**DIRECTIONS FOR THIS TASK:** Could you extend the forum thread on insurance for martial arts schools, picking up right after its final line?

**EXCERPTED PASSAGE:**

— Begin —

# Insurance



## sparky (Aug 16, 2002)

I see that there was another post on this issue before, but I was hoping to get some more input from the people on this forum about the need for insurance, the cost for a policy or possibly a rider clause on another policy - Is there an association for martial artists, schools or instructors that would provide a blanket policy?

I am required to carry insurance on my club and this year my provider will double my premiums.


----------



## lvwhitebir (Aug 19, 2002)

I have insurance and wouldn't think of opening without it.

There are a couple of places that offer insurance specifically for martial arts schools.  Sport and Fitness is the one I'm currently with, although I'm thinking of changing.

I've never had a claim so I have no way of evaluating them beyond the price I pay.

   WhiteBirch


----------



## sparky (Aug 19, 2002)

I am looking at changing to Sport and Fitness as they have offered me a better rate than the company I am with now - who are you looking at changing to.


----------



## Roland (Aug 19, 2002)

He got some good deal from some firm near T.O.!
I will try to get the info for you, I know that they are now trying to specialize in Martail arts, and have sent out flyers to other schools now!

over $200 000 in Liability, guess we need it!


----------



## sparky (Aug 20, 2002)

I am required to carry a $2 mil  Liablity. I was/am with BSW&M in willowdale but they have changed carriers and after 5 year with out a claim they reduced my coverage and doubled my premiums
keep in touch - thanks


----------



## lvwhitebir (Aug 20, 2002)

> _Originally posted by sparky _
> 
> *I am looking at changing to Sport and Fitness as they have offered me a better rate than the company I am with now - who are you looking at changing to. *



I don't remember the name of the company but the phone number is 1-800-207-6603.  According to my Sifu, they will save me over $400 per year.  I haven't made the time to call them yet, though.

   WhiteBirch


----------



## GouRonin (Aug 20, 2002)

— End —

**Dataset excerpt:**
— Begin —

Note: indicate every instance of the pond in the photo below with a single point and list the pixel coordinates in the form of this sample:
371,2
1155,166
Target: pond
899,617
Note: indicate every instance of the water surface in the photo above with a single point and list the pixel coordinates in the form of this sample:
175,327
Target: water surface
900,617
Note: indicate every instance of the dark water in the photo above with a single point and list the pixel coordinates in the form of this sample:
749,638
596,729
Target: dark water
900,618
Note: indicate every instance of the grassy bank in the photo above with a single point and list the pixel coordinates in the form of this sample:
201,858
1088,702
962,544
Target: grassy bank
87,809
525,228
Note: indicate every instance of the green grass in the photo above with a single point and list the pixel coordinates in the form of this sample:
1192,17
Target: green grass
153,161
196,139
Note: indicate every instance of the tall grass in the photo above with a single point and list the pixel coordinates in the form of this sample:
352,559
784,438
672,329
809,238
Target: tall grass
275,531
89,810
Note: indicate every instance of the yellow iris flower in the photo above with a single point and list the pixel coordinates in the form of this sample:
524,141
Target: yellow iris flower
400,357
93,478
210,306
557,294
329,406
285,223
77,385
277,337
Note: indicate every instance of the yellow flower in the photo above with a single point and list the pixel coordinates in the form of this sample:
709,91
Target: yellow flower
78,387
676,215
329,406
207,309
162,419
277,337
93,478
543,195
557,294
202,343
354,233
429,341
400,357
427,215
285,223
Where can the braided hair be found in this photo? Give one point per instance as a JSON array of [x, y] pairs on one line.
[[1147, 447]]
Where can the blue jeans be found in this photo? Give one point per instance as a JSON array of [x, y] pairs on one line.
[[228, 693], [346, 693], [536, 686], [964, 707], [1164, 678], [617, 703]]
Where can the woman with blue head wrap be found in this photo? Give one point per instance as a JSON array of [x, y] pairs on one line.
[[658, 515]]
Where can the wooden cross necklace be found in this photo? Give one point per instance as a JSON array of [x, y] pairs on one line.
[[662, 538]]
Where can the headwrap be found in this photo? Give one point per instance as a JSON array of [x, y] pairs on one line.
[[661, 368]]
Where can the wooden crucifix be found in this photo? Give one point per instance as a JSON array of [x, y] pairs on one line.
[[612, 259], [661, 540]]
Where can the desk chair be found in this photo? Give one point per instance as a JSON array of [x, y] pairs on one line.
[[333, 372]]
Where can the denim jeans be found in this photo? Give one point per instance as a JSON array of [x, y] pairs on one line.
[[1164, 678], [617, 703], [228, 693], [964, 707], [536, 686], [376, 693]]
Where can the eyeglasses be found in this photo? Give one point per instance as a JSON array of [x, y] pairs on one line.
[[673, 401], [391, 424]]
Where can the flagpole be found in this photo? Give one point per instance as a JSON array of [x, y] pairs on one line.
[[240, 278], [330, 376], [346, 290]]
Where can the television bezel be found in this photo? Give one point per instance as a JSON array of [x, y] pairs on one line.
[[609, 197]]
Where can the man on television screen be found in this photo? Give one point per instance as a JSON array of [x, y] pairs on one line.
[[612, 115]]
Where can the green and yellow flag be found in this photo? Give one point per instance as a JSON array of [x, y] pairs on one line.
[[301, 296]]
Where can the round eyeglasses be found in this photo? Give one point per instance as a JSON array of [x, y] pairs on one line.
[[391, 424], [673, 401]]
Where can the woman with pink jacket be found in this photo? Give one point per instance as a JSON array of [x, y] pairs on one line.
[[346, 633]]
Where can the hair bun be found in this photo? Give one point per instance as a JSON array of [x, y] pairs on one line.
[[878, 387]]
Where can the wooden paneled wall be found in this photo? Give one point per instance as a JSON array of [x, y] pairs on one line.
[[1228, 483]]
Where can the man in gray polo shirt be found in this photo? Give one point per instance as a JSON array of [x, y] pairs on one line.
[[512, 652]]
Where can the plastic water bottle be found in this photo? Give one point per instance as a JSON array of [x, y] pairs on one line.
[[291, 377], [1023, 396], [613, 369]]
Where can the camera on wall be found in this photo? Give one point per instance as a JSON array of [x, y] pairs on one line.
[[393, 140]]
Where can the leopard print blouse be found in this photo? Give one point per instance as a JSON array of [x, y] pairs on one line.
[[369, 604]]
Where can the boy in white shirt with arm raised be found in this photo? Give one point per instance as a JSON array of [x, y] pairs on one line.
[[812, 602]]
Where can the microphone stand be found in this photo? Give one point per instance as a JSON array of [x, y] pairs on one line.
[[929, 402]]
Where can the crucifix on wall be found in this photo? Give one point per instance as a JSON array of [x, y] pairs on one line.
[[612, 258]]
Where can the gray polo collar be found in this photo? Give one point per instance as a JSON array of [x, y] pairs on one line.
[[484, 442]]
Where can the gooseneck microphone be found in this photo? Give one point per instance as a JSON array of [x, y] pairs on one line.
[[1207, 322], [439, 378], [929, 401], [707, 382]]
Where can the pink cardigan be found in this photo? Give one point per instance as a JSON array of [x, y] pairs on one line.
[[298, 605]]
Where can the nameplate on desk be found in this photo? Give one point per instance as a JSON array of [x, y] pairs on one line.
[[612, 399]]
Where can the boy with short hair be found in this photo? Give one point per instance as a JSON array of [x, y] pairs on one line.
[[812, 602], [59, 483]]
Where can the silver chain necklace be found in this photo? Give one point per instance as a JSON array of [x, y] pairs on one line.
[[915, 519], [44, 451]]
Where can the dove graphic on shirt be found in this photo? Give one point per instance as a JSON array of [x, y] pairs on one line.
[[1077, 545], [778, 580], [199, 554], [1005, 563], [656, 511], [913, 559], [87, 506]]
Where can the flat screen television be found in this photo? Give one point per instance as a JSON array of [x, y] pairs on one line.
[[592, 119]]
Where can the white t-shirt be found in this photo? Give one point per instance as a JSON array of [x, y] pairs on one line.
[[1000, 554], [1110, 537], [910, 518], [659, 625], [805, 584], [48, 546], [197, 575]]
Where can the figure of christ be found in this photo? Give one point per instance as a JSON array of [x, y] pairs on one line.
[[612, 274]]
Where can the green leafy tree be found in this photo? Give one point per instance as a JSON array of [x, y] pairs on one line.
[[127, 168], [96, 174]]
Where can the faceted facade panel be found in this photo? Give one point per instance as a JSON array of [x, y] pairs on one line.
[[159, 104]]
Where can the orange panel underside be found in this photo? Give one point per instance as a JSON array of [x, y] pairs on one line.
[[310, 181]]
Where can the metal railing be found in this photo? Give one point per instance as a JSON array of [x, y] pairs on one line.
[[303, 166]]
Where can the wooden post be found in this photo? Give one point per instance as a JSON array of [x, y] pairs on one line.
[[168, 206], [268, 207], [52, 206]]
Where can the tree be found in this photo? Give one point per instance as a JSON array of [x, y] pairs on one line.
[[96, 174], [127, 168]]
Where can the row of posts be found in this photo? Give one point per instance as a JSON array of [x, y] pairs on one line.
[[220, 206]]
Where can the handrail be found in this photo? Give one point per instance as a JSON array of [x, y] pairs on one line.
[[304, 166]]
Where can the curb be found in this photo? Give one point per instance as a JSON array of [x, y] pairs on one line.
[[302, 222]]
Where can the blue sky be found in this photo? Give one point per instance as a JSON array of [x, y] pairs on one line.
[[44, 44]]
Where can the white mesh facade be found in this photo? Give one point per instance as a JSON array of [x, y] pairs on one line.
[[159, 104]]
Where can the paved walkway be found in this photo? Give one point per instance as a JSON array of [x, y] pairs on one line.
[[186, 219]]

— End —

**FINAL RESULT:**
> _Originally posted by sparky _
> *I am required to carry a $2 mil  Liablity. I was/am with BSW&M in willowdale but they have changed carriers and after 5 year with out a claim they reduced my coverage and doubled my premiums
> keep in touch - thanks *



You want me to go down there and tell them that they better go back to the old way or someone is _"gonna have a little accident?"_
:shrug:


----------



## Roland (Aug 20, 2002)

but here is the number anyway. 

(416) 493-0050

ask for Owen Wiiliams


----------



## sparky (Aug 21, 2002)

I think BSW&M or BSM&W 
Yep Owen Williams - thanks for the input Roland


----------



## Roland (Aug 21, 2002)

Keep us all updated man.
Thats what this forum is for, so we can all help each other out!


----------



## sparky (Aug 22, 2002)

In the US there is alot more to pick from the - USMA offers a pretty good deal 

Here in Canada I have only found 2 options so far - BSM&W and Sport Fitness - the search continues..........


----------



## Roland (Aug 22, 2002)

Never heard about them before these posts.
Any info on them, phone number & stuff!


----------



## GouRonin (Aug 22, 2002)

Check out Black Belt Magazine's October 2002 issue. There is a write up regaring insurance on Page 58 with some leads. You might have some luck calling and asking them.


----------



## Roland (Aug 22, 2002)

I have heard they would like to help us out, but........
No can do I guess.


----------



## Roland (Sep 12, 2002)

some guy got his neck broken at a school martial arst club.

So, the insurance payout was $2 000 000, 

so, now all the Insurance compaies here are giving all schools a hard time.
Sheeesh!


----------



## GouRonin (Sep 13, 2002)

What club was it? Do you know?


----------



## Roland (Sep 13, 2002)

But it must have been last year or even the year before, the pay out just went through.
$ 2 million dollars man.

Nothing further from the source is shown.